[Texte extrait]
# Je veux acheter un Powerbook G4 ou iBook G4..



## BrYaN SiNgEr (22 Juin 2009)

Bonjour, voila je cherche à acheter un iBook G4 ou PowerBook G4, pour surfer tranquillement chez moi en Wifi, ma question viens ici, lequel est le plus fiable ? y t'il des défauts de fabrication sur certain modèl ? Merci


----------



## 217ae1 (22 Juin 2009)

je crois que les plus fiables sont les ibookG4.

pourquoi encore un mac, t'en a pas assés ?


----------



## -oldmac- (22 Juin 2009)

T'a déjà un iBook G4 Non ?

Les plus fiable ... difficile 

Powerbook G4 Ti :

Problème Charnière qui casse
Peinture qui s'écaille
Trace du clavier sur l'écran
Récament problème CG Readon 9000 qui claque sans raison (écran noir)

Powerbook Alu :

12" :

Première génération (867 Mhz) Chauffent beaucoup ...

15" :

Trace sur écran des first gen
Problème slot mémoire qui tombe en rade après quelque années
Problème coque alu qui se deforme
Problème strie sur écran et PB sonore sur les rev D

17"

Carte Airport qui claque (KP)
Bluetouch avec problème de réception
Ecran défaillant (sur le first gen)

iBook G4 :

12" et 14"

Problème graphique (VDDR ou CG qui se déssoude) sur tout les iBook G4
Problème Carte Airport Extreme (sur les dernier modèle Middle 2005) provoque Kernel Panic
Touches sur clavier qui s'effaces

Voila, alors le plus fiable ??? Powerbook 12" sauf première génération ... et encore ...
Les Macbook c'est encore pire niveaux problème alors ...


----------



## BrYaN SiNgEr (22 Juin 2009)

217ae1 je cherche un MAC pour le laissé tourner H24 qui consomme le moin en électricité, mon MAC PRO est un goufre... 


-oldmac- je pense que mon coeur va vers un powerbook aussi, je vais voir cela, mais vous auriez pas un tableur des consommation en W des mac ?  





PS: J'ai trouvé:  http://appledifferent.com/2009/05/29/how-green-is-your-2009-mac/



Mais c'est les nouveaux Mac, pas les anciens :snif:






Enfin un indice: http://cohabiter.ch/dossiers/index.php?art=77


----------



## Petira (16 Janvier 2010)

Moi je voudrai acheté un ibook g4 ou un powerbook g4 aussi.

[Liste des données]
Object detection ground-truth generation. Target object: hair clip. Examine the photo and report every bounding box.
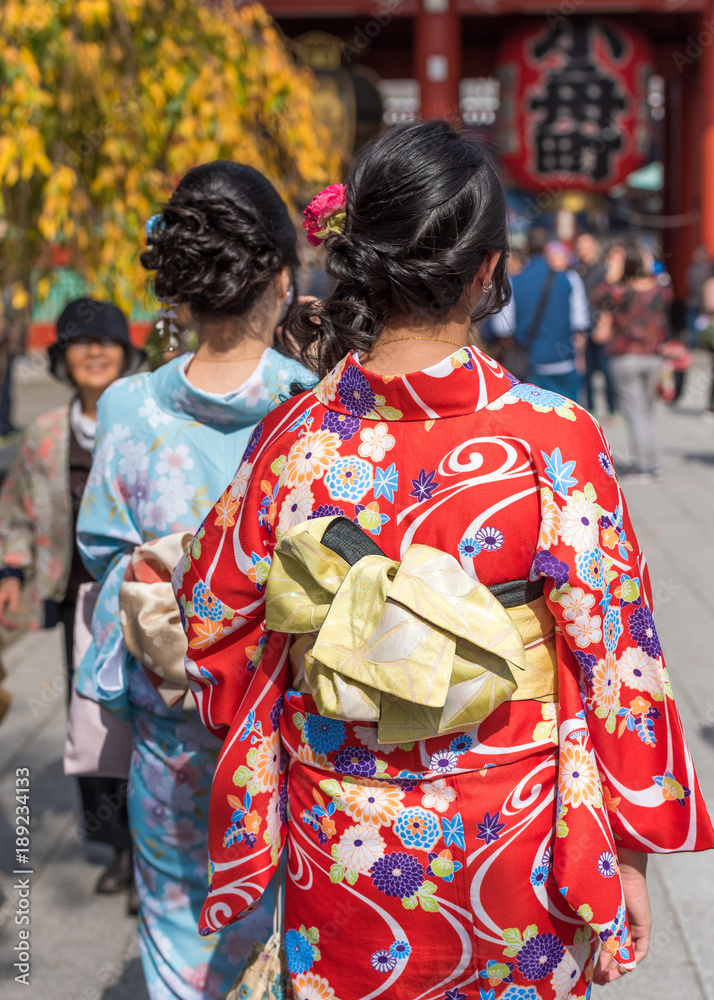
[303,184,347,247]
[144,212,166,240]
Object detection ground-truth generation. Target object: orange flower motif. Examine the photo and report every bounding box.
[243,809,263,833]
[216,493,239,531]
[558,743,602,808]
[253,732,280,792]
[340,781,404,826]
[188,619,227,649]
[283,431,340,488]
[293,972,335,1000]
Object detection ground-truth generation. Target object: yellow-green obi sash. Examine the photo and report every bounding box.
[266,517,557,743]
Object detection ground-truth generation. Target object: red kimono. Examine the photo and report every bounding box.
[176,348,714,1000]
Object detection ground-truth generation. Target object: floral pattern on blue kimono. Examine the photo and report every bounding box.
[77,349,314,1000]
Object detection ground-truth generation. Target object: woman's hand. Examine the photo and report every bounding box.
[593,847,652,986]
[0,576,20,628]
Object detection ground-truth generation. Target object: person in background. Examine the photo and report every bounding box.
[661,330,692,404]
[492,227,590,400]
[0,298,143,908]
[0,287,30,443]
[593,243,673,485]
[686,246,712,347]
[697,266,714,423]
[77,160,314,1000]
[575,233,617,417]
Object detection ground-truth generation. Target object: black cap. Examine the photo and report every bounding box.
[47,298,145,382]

* * *

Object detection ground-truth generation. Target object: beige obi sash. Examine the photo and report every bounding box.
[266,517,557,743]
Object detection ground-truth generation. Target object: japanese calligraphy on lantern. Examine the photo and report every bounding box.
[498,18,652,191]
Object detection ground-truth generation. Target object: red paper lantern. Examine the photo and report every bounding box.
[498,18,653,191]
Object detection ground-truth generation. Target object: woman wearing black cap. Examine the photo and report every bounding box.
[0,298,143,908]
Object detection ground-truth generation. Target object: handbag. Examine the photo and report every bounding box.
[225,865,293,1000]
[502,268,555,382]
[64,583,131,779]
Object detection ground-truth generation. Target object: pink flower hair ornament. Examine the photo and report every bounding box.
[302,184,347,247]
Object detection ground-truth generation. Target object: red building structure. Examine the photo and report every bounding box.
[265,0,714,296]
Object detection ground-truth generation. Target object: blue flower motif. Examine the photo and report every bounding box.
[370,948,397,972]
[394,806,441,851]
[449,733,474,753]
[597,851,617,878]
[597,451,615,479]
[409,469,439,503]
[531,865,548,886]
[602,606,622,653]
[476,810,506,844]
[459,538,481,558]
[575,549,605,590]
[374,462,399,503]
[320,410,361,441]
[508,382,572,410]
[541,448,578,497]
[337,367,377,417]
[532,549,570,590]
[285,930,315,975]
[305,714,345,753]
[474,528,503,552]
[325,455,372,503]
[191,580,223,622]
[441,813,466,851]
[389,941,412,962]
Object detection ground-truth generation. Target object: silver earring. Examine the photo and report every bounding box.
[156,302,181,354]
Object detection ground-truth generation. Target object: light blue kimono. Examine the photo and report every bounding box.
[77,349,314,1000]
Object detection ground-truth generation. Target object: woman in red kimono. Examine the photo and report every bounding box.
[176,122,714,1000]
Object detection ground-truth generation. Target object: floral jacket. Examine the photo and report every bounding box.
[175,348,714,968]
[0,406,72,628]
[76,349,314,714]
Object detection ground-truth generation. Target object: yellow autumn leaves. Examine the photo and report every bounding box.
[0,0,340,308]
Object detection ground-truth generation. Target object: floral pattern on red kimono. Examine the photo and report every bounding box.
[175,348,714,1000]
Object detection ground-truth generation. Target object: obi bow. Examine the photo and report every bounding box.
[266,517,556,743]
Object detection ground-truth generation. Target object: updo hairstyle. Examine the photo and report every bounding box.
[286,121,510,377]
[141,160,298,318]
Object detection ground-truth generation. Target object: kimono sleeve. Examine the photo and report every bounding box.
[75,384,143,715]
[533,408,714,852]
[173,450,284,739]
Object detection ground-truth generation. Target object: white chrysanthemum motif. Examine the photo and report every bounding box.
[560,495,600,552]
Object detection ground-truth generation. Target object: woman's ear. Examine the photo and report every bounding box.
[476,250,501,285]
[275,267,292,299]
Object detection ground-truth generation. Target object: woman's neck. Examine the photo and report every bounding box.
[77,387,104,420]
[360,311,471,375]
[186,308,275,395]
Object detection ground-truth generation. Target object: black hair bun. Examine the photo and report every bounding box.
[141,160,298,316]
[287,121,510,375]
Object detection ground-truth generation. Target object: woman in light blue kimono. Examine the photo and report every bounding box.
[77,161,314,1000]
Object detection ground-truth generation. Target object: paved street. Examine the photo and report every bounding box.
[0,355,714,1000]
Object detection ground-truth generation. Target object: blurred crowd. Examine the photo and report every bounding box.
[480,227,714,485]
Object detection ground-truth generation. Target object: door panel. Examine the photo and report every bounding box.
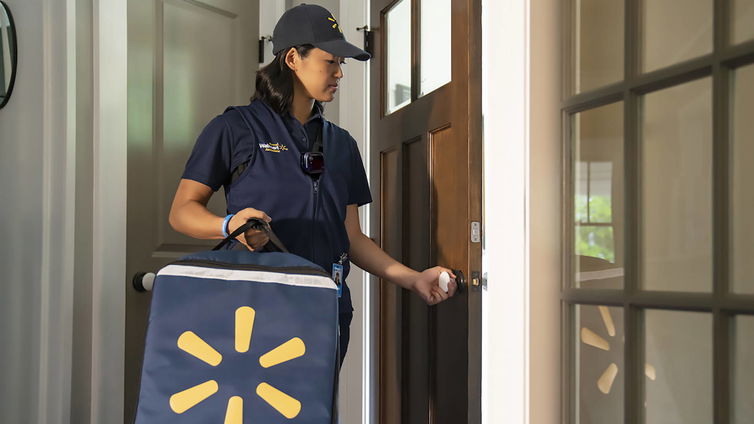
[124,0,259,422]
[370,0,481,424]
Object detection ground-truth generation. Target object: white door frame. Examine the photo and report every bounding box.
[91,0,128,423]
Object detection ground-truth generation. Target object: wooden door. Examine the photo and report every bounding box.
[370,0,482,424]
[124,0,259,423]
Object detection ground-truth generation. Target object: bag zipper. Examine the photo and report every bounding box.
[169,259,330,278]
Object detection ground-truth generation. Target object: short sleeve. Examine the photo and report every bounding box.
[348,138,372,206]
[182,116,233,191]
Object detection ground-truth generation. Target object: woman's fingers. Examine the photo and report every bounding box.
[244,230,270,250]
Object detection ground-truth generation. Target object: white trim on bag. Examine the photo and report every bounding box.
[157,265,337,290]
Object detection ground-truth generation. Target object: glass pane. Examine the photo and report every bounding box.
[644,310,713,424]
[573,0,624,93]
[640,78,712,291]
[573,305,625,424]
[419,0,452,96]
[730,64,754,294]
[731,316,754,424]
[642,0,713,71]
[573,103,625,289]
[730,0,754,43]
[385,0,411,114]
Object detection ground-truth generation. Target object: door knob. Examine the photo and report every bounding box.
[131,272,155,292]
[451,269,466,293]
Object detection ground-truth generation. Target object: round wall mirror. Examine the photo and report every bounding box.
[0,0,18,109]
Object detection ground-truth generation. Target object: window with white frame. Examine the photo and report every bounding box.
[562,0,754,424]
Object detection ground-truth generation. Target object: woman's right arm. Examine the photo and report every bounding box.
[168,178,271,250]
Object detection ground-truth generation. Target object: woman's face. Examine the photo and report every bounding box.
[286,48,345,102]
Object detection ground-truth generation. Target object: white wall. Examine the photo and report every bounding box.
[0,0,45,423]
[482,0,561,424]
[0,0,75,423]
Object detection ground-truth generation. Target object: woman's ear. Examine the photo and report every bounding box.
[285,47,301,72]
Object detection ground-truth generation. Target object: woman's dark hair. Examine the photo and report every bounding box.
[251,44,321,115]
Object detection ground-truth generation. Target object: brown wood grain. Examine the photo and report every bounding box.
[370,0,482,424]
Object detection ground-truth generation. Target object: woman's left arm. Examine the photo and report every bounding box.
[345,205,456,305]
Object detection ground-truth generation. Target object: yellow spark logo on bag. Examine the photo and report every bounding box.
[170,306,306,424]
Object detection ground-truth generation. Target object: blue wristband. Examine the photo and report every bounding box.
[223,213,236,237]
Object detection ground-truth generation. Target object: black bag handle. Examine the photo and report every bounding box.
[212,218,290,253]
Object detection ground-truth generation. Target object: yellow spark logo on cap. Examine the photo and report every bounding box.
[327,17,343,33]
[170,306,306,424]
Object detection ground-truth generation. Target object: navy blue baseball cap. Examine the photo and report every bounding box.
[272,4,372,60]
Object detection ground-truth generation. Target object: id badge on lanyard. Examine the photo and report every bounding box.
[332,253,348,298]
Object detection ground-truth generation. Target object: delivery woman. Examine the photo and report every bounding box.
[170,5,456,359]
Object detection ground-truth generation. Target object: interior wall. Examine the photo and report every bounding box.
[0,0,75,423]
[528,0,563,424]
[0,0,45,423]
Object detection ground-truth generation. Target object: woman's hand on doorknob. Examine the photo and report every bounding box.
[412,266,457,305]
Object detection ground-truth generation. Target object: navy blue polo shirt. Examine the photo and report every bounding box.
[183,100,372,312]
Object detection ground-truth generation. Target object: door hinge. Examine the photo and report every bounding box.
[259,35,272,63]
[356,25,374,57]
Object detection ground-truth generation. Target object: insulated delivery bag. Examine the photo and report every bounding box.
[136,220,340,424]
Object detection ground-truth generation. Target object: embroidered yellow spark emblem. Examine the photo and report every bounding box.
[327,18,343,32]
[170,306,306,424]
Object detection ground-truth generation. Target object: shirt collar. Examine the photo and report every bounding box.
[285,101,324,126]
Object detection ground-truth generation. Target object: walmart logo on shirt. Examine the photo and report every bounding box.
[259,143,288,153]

[Tâche] Poursuivez la discussion sur l'achat d'un PowerBook G4 ou d'un iBook G4 à la suite du dernier message affiché.

[Résultat de l'exercice]
Je pense que je vais m'orienté vers un ibook.
Il me faut au minimum 1Ghz et 1Go de ram (pour leopard même s'il va surement tourner sous tiger ou panther)

Je possède déjà un macbook pro, je compte faire collection des anciens mac.

Que me conseillez vous? ibook g4 ou powerbook g4 ?


----------



## tsss (16 Janvier 2010)

LolYangccool a dit:


> .
> Que me conseillez vous? ibook g4 ou powerbook g4 ?



Si c'est "juste" pour te faire une collection et non pour utilisation précise, on ne peut que te conseiller de prendre celui qui te plaira le plus voir les 2.


----------



## Petira (16 Janvier 2010)

tsss a dit:


> Si c'est "juste" pour te faire une collection et non pour utilisation précise, on ne peut que te conseiller de prendre celui qui te plaira le plus voir les 2.



En fait j'habite sur villeneuve d'ascq et je laisserai mon macbook pro la-bas et prendrai mon ibook g4 ou powerbook g4 avec moi quand je retourne chez mes parents?

Il me servira donc pour internet, msn...

Les taches lourdes comme le montages vidéo je les laisserai au macbook pro. L'ibook est moin cher et me tente plus, mais il faut que leopard tourne dessu pour les réseaux avec snow leopard...

Je sais pas si on peux mettre tiger et snow leopard en réseau.


----------



## tsss (16 Janvier 2010)

LolYangccool a dit:


> .
> Je sais pas si on peux mettre tiger et snow leopard en réseau.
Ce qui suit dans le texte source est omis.